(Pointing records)
= = = = = = =

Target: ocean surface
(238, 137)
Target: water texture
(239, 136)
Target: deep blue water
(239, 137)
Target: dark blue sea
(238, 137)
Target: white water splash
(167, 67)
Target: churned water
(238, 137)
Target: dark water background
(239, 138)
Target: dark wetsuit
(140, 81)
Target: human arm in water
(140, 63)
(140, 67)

= = = = = = =

* [Problem to work on]
Switch "Target" to "Object" everywhere in the entries above, and leave every other part of them unchanged.

* [The answer]
Object: ocean surface
(238, 137)
Object: water texture
(239, 136)
Object: deep blue water
(239, 137)
Object: dark blue sea
(238, 137)
Object: white water splash
(167, 67)
Object: churned water
(238, 137)
Object: dark water background
(239, 138)
Object: dark wetsuit
(140, 81)
Object: human arm in water
(140, 63)
(140, 67)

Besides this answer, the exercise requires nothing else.